TEXTE FOURNI:
★ ★ ★
Depuis des mois, médias de France et réseaux sociaux ne débattent que de «ça», plus que des tractations qui sont en cours en vue de la formation du nouveau gouvernement. En attendant, quid de ce «ça», du niveau désastreux que connaît l’emploi de la langue française, chez les jeunes, en matière de vocabulaire et d’orthographe. Chez les jeunes, seulement? Voyons voir…
Ludique? Vous avez dit «ludique»?
Tout est parti de la panique, chez les candidats au bac pro découvrant le sujet de philosophie, ainsi énoncé: «Selon vous, le jeu est-il toujours ludique?». Panique à bord, oui, à la vue du mot «ludique»! Un mot qui, pourtant, colle bien à l’univers de la jeune génération. N’empêche, tweetera une candidate, affligée: «Dans ma rédaction de 40 lignes, je viens de dire que “ludique” veux dire “dangereux”. J’ai été totalement hors-sujet.»
Et dans la foulée, ce fut un déluge de tweets railleurs ou désemparés, accompagnés de jugements à l’emporte-pièce sur les plateaux des chaînes d’info en continu. La cause est entendue: si le vocabulaire s’est amoindri chez les jeunes, c’est la faute au minimalisme dans l’expression des réseaux sociaux. Et si l’orthographe est de plus en plus malmenée, c’est la faute à l’Éducation nationale qui aura sacrifié les fondamentaux de l’école républicaine, à savoir la grammaire et l’orthographe. Il n'y a pas longtemps, pourtant, cette dernière matière faisait l’objet de concours et même de jeux à la télévision!
Les Français se souviennent encore de la fameuse «Dictée de Pivot», truffée de pièges, et des Championnats de France d'orthographe, avec leur édition internationale qui mobilisait toute la francophonie. Entre 1985 et 2005, Bernard Pivot, par ailleurs animateur de l’émission littéraire Apostrophes, imitée et jamais égalée, s’inspira d’un événement qui, en 1857, marqua les annales de l’Histoire de France: la dictée de Prosper Mérimée.
★ ★ ★
LIGNES FOURNIES:
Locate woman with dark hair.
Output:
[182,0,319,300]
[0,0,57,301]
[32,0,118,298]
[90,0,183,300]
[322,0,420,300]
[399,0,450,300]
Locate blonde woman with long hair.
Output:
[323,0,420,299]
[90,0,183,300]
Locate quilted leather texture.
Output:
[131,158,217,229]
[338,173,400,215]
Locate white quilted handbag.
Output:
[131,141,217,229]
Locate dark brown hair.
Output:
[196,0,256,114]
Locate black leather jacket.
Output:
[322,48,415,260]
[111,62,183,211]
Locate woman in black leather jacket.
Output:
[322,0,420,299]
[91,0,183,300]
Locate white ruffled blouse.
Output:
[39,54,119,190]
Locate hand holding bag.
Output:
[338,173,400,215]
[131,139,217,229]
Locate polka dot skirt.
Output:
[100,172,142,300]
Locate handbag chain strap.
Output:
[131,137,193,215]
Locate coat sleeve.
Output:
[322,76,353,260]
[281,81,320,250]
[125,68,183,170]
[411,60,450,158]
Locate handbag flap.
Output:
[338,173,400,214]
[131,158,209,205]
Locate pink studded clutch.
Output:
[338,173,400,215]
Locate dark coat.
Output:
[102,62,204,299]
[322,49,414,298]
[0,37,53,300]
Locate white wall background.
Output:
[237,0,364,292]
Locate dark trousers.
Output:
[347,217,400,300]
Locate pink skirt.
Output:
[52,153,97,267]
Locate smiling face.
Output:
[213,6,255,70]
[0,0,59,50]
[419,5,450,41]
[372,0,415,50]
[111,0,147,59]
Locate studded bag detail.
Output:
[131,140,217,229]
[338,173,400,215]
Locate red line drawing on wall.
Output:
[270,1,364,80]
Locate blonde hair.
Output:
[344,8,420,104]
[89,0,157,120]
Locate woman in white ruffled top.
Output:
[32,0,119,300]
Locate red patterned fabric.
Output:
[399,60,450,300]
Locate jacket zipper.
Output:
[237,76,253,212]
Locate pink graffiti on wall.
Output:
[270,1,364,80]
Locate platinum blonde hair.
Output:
★ ★ ★
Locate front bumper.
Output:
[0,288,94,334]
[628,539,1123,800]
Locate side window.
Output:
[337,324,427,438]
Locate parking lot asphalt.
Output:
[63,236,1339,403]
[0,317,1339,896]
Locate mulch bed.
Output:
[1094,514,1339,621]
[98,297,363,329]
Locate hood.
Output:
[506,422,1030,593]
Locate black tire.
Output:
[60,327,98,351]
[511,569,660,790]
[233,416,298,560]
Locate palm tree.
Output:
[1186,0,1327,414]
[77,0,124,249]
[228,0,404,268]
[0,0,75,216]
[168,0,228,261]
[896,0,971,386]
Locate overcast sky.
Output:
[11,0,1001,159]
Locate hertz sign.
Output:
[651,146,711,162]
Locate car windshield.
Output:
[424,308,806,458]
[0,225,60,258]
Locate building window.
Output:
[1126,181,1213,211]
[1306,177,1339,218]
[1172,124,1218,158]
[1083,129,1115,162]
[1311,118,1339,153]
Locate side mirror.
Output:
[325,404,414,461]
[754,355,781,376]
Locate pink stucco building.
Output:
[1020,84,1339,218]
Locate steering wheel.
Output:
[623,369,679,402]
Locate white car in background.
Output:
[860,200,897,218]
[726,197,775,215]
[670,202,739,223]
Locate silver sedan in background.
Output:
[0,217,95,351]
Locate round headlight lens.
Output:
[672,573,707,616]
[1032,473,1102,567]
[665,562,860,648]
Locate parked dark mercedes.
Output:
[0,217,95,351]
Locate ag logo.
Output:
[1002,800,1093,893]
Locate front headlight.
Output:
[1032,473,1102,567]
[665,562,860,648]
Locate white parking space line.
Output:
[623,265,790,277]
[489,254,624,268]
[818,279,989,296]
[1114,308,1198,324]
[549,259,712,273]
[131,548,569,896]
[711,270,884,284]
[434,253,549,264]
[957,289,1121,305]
★ ★ ★
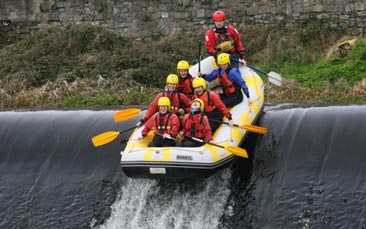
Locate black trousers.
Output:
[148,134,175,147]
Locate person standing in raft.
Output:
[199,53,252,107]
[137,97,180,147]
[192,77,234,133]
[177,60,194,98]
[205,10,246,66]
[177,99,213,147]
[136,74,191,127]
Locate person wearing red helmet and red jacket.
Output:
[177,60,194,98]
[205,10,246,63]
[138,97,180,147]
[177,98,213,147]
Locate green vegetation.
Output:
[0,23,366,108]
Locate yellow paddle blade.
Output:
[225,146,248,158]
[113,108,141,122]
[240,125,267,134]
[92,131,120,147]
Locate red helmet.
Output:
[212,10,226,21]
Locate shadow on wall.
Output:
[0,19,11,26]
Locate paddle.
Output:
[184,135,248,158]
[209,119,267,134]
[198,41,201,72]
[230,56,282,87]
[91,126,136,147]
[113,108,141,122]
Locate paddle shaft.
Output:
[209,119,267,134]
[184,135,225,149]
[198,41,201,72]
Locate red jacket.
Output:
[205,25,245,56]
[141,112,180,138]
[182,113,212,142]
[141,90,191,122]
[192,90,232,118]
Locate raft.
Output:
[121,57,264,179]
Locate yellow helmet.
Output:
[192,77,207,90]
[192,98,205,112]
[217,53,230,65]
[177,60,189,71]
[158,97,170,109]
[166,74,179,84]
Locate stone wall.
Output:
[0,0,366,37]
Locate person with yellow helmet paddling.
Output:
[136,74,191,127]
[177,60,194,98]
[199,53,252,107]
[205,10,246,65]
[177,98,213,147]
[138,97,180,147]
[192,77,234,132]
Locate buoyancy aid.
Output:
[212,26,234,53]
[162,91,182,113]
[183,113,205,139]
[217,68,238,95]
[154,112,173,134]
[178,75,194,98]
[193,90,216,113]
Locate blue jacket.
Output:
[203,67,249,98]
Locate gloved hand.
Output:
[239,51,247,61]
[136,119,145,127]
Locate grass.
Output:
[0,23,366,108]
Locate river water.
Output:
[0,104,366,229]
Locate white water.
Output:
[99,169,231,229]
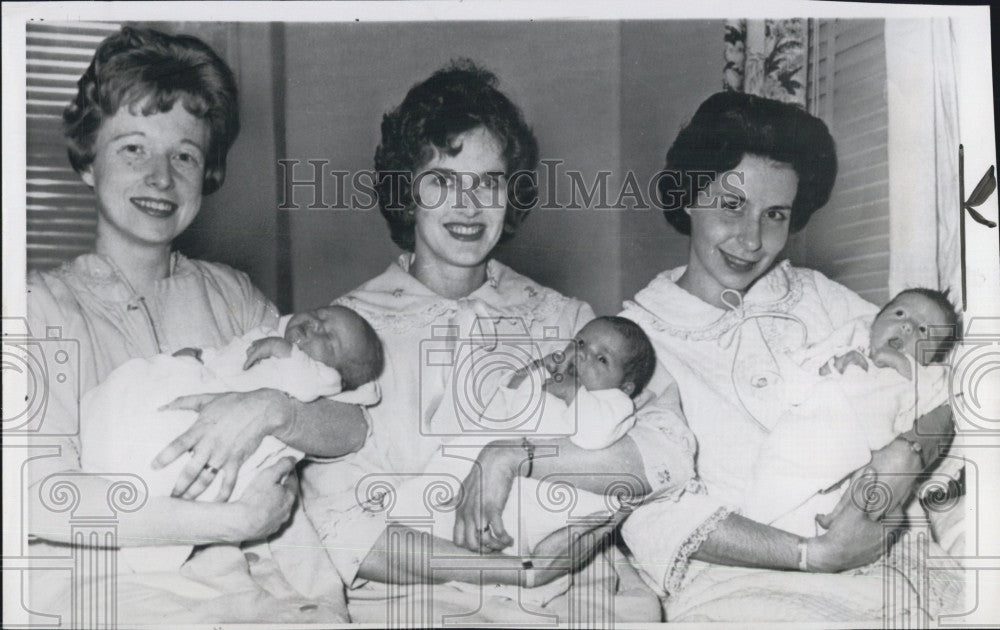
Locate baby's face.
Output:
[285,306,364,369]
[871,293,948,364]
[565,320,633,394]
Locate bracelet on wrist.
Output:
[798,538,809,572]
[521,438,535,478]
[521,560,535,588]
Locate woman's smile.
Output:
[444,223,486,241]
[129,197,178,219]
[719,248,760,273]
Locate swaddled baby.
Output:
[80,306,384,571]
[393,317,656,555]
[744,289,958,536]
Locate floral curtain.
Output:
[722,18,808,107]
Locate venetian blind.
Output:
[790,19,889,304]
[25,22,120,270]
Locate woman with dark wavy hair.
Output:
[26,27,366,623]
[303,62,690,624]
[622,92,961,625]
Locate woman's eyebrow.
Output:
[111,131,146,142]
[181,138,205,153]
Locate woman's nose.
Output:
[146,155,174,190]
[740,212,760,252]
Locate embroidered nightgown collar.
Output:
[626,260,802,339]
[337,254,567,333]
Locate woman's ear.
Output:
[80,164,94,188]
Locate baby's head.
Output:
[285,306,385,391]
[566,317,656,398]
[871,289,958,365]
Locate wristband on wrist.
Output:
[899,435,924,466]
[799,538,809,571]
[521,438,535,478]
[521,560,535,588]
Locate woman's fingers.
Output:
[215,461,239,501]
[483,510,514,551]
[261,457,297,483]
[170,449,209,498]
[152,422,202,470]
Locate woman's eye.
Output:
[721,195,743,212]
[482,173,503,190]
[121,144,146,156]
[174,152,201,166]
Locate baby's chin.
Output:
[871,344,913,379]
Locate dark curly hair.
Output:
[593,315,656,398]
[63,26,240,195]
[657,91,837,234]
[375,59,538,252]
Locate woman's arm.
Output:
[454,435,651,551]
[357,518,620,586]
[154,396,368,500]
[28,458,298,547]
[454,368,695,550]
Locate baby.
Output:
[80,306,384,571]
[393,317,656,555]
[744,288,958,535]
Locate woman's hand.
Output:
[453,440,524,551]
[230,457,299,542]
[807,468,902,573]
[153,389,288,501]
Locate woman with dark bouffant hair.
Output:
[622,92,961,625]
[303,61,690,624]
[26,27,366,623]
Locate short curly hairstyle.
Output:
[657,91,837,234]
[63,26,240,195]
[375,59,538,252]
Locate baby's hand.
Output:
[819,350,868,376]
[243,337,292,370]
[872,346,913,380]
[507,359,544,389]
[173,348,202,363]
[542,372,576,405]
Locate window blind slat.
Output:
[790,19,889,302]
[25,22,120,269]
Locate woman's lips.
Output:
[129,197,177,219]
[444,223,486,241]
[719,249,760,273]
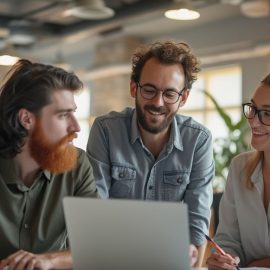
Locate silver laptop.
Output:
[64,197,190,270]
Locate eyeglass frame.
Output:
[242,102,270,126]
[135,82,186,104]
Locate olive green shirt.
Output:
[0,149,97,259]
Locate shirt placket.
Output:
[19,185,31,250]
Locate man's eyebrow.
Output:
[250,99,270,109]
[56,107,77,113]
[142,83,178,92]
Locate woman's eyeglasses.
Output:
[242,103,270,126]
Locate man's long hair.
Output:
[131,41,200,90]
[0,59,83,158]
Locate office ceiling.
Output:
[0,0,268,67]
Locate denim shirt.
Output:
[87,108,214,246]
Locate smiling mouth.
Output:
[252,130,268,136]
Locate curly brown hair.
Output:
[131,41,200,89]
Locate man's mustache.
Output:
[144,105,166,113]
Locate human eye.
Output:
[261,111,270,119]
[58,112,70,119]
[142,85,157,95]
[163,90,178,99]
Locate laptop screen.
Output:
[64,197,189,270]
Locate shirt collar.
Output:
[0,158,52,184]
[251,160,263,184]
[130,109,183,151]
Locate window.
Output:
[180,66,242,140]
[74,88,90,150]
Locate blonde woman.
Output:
★ ★ ★
CONSIGNE: Poursuivez le texte sur le niveau de français des jeunes à partir de sa dernière phrase, en conservant son ton.

RÉPONSE RÉDIGÉE:
Quand un Empereur des Français fautait
Un événement sans précédent, qui vit s’affronter des têtes «couronnées», à commencer par Napoléon III en personne! En fait, l’idée était venue de l’impératrice Eugénie, qui tint à associer son empereur d’époux aux côtés d’Alexandre Dumas fils, du dramaturge Octave Feuillet et d’un fervent francophone: l’ambassadeur d’Autriche. Résultats?
Je ne sais pas ce qu’ils vont en penser ceux qui, depuis des semaines, fustigent collégiens et étudiants, insistant curieusement sur ceux des banlieues, pour leur déficit en orthographe. Donc, pour l’Histoire et non pas pour l’anecdote: l’empereur des Français fit 75 fautes; l’impératrice, 62; Alexandre Dumas fils, 24; Octave Feuillet, 19. Et le francophone? Eh bien! le prince de Metternich n’en fit que… 3! Ah! j’allais oublier de préciser que le dramaturge Feuillet était membre de l’Académie française, et qu’il fut un brillant élève non pas d’un obscur lycée de banlieue mais du lycée Louis-Le-Grand, l’illustre établissement qui allait accueillir trois futurs présidents de la République française: Georges Pompidou, Giscard d'Estaing et Jacques Chirac!
Il y a bien de quoi sonner l’hallali du système scolaire français, voire de la langue de Molière elle-même, confrontée à celle, minimaliste, des réseaux sociaux et du langage des «djeun’s». Que nenni! Pour parler vieux français… Le mal n’atteint pas que la jeune génération, et il ne touche pas qu’une catégorie sociale. Voire: depuis une décennie, l’auteur de ces lignes s’est intéressé à l’usage du français chez les journalistes et les politiques. Au niveau de la grammaire, notamment.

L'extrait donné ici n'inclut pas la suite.